**YOUR INSTRUCTIONS**
Print every record exactly, omitting none.

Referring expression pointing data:
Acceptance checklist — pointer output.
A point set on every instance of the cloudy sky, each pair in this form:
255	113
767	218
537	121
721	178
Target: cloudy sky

**TASK SOLUTION**
Acceptance checklist — pointer output.
A point set on every instance of the cloudy sky, each pair in this form:
255	113
767	218
537	121
721	178
Target: cloudy sky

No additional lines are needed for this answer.